■ **Reading passage**
======

Hi all, I have a Kedro project where, in the hook...
# questions
t
Hi all, I have a Kedro project where, in the hooks and in the pipelines currently requires the config loader to load parameter and spark files. In the hooks I currently use:
Copy code
session = KedroSession("example_project")
context = session.load_context()
# explicitly define the project path 

project_path = context.project_path
conf_path = str(project_path / settings.CONF_SOURCE)

conf_loader = OmegaConfigLoader(
  conf_source=conf_path,
  base_env="s3_develop",
  default_run_env="s3_develop",
  config_patterns={
  "spark": ["spark*", "spark*/**"],
}
)

# Load spark configuration settings from spark.yml
parameters = conf_loader.get("spark")
spark_conf = SparkConf().setAll(parameters.items())
And in one of the pipelines I use:
Copy code
session = KedroSession("example_project")
context = session.load_context()
logger.info(f"Context is: {context}")
project_path = context.project_path
logger.info(f"Project path is {project_path}")

conf_path = f"{project_path}/{settings.CONF_SOURCE}"
conf_loader = OmegaConfigLoader(
  conf_source=conf_path,
  base_env="s3_develop",
  default_run_env="s3_develop"
)
logger.info(f"Config Loader {conf_loader}")
params = conf_loader.get("parameters")

if params['forecasting_params']['retrain_model']:

  return pipeline
I want to avoid hardcoding the base_env and default_run_env so that if I used the following run commands:
Copy code
kedro run --env s3_test -p example_pipeline
Or
Copy code
kedro run --env s3_dev -p example_pipeline
The config loader would load from the s3_test or s3_dev folders. Is there a simpler way to do what I am currently doing, or is there some clever logic where I access the env you set in the cli command in src.settings.py and create the config loader in there. Thanks and hope this all makes sense.
m
How do you run your pipelines? Where is the code you've pasted coming from? Is it your script in your project?
t
I use PyCharm and run the pipelines from the configurations in there. Those commands are kedro run.. (have updated). The code is from my kedro project. The first block is from the hooks.py file in one of my hooks. The second is from a pipeline.py as a conditional way of calling specific pipelines
My main question really is if there is a way to get the env you specify in the kedro run command at any point in the project
n
I think the simple solution here is don't create your own OmegaConfigLoader
Copy code
context = session.load_context()
config_loader = context.config_loader
👍 1
m
Yeah, but it seems to me like @Tom McHale is trying to use config during pipeline creation 🙈
😢 1
n
But why do you need spark parameters to create pipeline?
conf_loader["parameters"]
instead of
conf_loader.get(parameters)
btw
If you are somehow creating pipeline dynamically, few things to consider: 1. Move your pipeline parameters out to a separate file like
pipeline.yml
, try to separate it out from the "regular" parameters since they are very different thing. 2. Do you really need config loader to create pipeline? Are these parameters environment specific or you can just handle this with a simple
yaml.load
?

======

■ **Dataset content**
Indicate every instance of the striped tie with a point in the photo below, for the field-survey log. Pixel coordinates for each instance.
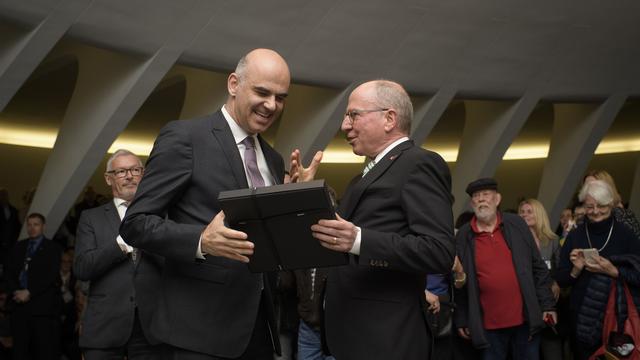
(369, 166)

======

■ **To do**
1. In the Kedro forum thread, which two environment names appear in the example kedro run commands?
2. Based on the Kedro forum thread, why does the original poster want to stop hardcoding base_env and default_run_env?

■ **Answers in order**
1. s3_test and s3_dev.

2. The poster wants the config loader to follow the environment chosen on the command line. Running with --env s3_test or --env s3_dev should load configuration from the s3_test or s3_dev folder instead of always using s3_develop.